--- begin ---

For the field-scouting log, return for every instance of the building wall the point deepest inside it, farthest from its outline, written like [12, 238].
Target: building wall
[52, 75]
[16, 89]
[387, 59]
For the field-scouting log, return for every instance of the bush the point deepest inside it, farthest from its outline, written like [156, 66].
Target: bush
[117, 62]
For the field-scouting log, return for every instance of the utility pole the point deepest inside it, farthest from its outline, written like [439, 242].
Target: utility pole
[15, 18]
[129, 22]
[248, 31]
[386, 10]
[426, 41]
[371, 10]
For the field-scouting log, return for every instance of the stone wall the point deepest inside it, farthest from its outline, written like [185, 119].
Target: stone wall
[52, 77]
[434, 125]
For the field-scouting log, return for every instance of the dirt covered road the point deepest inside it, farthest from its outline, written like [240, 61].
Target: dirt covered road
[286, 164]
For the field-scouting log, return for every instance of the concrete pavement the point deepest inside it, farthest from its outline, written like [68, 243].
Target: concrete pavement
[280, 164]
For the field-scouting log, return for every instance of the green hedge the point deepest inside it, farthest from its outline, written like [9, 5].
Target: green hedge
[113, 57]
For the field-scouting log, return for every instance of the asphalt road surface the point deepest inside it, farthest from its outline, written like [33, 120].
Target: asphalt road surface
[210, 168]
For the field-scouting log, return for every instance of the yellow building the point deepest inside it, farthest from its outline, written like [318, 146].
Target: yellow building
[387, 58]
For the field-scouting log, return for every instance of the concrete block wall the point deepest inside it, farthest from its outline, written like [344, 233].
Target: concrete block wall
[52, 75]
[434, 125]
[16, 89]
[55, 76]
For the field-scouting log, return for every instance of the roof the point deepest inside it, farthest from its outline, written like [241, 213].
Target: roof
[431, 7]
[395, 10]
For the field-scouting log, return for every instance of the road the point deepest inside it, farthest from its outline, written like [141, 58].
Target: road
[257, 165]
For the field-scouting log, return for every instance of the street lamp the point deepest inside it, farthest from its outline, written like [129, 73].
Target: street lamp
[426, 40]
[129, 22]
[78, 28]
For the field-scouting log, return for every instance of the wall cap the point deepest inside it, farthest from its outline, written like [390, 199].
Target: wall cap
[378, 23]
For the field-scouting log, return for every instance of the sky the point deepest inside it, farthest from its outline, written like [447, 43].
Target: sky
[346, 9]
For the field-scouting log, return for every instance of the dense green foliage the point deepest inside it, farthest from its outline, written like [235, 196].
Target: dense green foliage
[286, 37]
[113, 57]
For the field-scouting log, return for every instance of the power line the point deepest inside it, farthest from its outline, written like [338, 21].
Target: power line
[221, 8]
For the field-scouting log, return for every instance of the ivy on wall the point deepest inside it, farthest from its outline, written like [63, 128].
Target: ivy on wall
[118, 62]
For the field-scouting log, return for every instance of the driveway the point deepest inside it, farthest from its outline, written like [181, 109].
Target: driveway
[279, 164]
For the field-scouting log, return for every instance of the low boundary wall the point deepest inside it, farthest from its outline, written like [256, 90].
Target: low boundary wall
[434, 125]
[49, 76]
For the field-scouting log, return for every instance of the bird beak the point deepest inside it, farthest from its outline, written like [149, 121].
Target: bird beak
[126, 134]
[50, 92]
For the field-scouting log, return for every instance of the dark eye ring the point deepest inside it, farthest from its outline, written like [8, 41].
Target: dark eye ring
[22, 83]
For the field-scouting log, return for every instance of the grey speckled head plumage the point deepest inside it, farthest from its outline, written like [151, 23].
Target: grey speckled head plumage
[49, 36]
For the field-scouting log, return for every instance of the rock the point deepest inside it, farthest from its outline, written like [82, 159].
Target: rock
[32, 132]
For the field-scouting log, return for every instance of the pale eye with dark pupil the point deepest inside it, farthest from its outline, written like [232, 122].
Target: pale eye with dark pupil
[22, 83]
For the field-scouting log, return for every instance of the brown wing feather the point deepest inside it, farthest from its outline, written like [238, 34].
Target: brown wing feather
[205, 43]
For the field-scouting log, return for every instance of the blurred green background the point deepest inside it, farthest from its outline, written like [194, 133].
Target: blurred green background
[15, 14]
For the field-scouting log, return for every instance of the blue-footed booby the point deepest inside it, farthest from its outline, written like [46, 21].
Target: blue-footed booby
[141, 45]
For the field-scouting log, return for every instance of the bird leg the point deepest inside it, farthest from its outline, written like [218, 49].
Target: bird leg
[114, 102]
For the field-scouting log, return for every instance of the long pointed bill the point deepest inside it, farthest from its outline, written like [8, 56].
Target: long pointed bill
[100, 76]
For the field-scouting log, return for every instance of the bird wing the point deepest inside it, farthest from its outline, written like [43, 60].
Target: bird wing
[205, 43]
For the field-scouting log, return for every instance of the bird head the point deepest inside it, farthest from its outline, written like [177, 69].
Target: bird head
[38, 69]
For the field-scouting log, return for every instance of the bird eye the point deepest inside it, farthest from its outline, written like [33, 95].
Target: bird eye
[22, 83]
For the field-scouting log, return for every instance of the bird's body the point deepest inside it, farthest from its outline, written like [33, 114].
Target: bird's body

--- end ---

▶ [TASK DESCRIPTION]
Rewrite all the rows above as a numbered list, leaving out any blank lines.

▶ [ANSWER FOR THIS EXERCISE]
1. For the field-scouting log, return for every instance of the building wall the point deepest inside it, farthest from its outline, written like [12, 238].
2. Target: building wall
3. [52, 75]
4. [16, 89]
5. [387, 59]
6. For the field-scouting log, return for every instance of the bush the point deepest inside it, farthest from its outline, written like [156, 66].
7. Target: bush
8. [117, 62]
9. For the field-scouting log, return for every instance of the utility pole the point deepest inside it, farthest from its outline, written like [439, 242].
10. Target: utility pole
11. [15, 18]
12. [129, 22]
13. [248, 31]
14. [386, 10]
15. [426, 41]
16. [371, 10]
17. For the field-scouting log, return for every instance of the stone wall the point deepest inside it, farthest from its outline, written like [185, 119].
18. Target: stone wall
19. [52, 77]
20. [434, 125]
21. For the field-scouting log, return for every instance of the dirt covered road the point deepest inside it, farthest from its outline, written like [240, 61].
22. Target: dirt covered road
23. [286, 164]
24. For the field-scouting log, return for every instance of the concrete pavement the point deepest inside it, farthest from its outline, written like [68, 243].
25. Target: concrete pavement
26. [280, 164]
27. For the field-scouting log, return for every instance of the green hedge the point deepest inside it, farthest from its outline, written like [9, 5].
28. Target: green hedge
29. [113, 57]
30. For the field-scouting log, return for every instance of the asphalt road surface the point deepest inside it, farthest from its outline, written like [33, 120].
31. Target: asphalt road surface
32. [210, 168]
33. For the field-scouting log, return for every instance of the yellow building the point deepest inside it, farthest from its outline, written like [318, 146].
34. Target: yellow building
35. [387, 58]
36. For the field-scouting log, return for every instance of the concrete block wall the point deepest inside it, farthest from its outline, written like [344, 233].
37. Target: concrete block wall
38. [52, 75]
39. [434, 125]
40. [16, 89]
41. [55, 76]
42. For the field-scouting log, return for every instance of the roof the point deepest inside it, farthest from its outline, written like [241, 213].
43. Target: roof
44. [431, 7]
45. [395, 10]
46. For the field-scouting log, return for every instance of the road the point deepest inside it, farthest from its outline, written like [141, 58].
47. Target: road
48. [257, 165]
49. For the field-scouting log, return for every instance of the street lamp the point deepest inside it, farthest from its outline, written like [129, 73].
50. Target: street lamp
51. [426, 40]
52. [129, 22]
53. [78, 28]
54. For the field-scouting log, return for every instance of the wall cap the point deepest inside it, farthest from its outline, written like [390, 199].
55. Target: wall cap
56. [378, 23]
57. For the field-scouting log, return for every instance of the sky the point deepest inside it, farthest from its outline, written like [447, 43].
58. Target: sky
59. [346, 9]
60. For the field-scouting log, return for every instance of the dense green foliage the point deepest inside it, farthest from its outline, written like [235, 196].
61. Target: dense green foliage
62. [286, 37]
63. [113, 57]
64. For the field-scouting log, return for every instance of the power line the point deepest inside it, farthest from its outline, written like [338, 21].
65. Target: power line
66. [221, 8]
67. For the field-scouting log, return for every instance of the ivy on wall the point deepest inside it, farthest from its outline, written like [63, 128].
68. Target: ivy on wall
69. [118, 62]
70. For the field-scouting log, return for every instance of the driveway the point deepest inside it, farthest from its outline, written like [181, 109].
71. Target: driveway
72. [279, 164]
73. For the field-scouting log, return for every instance of the low boundary wall the point deepest inside it, farthest from its outline, written like [256, 90].
74. Target: low boundary wall
75. [434, 125]
76. [49, 76]
77. For the field-scouting log, return for every instance of the bird beak the point deepest inside it, farthest from its outline, written like [149, 121].
78. Target: bird beak
79. [126, 134]
80. [50, 92]
81. For the field-scouting log, return for every instance of the dark eye ring the point deepest inside it, farthest from its outline, written like [8, 41].
82. Target: dark eye ring
83. [22, 83]
84. For the field-scouting log, return for every instance of the grey speckled head plumage the point deepest inside it, farthest from its outline, written like [151, 23].
85. Target: grey speckled head plumage
86. [49, 36]
87. For the field-scouting log, return for every instance of the rock the point deepest inside it, farthest from its outline, written like [82, 159].
88. Target: rock
89. [32, 132]
90. For the field-scouting log, return for every instance of the pale eye with dark pupil the point deepest inside it, farthest from its outline, written like [232, 122].
91. Target: pale eye with dark pupil
92. [22, 83]
93. For the field-scouting log, return for every instance of the brown wing feather the point deepest inside it, farthest from its outline, written like [238, 34].
94. Target: brown wing feather
95. [205, 43]
96. For the field-scouting log, return for every instance of the blurred green background the point deepest inside it, farthest from its outline, written like [194, 133].
97. Target: blurred green background
98. [15, 14]
99. For the field-scouting log, return for every instance of the blue-footed booby the point deepest inside it, farthest from its outline, written like [46, 21].
100. Target: blue-footed booby
101. [141, 45]
102. For the field-scouting log, return for every instance of the bird leg the point deepest inside it, farthest from its outline, written like [218, 49].
103. Target: bird leg
104. [114, 102]
105. For the field-scouting log, return for every instance of the long pointed bill the point deepest inside it, farthest from its outline, written like [8, 56].
106. Target: long pointed bill
107. [100, 76]
108. For the field-scouting log, return for every instance of the bird wing the point deepest inside it, farthest from its outline, written like [43, 60].
109. Target: bird wing
110. [205, 43]
111. For the field-scouting log, return for every instance of the bird head the point deepest inside it, farthest from its outline, written like [177, 69].
112. Target: bird head
113. [38, 69]
114. For the field-scouting log, return for every instance of the bird eye the point deepest inside it, farthest from its outline, written like [33, 95].
115. Target: bird eye
116. [22, 83]
117. For the field-scouting log, return for every instance of the bird's body the point deepest inside it, farthest from its outline, written like [33, 114].
118. Target: bird's body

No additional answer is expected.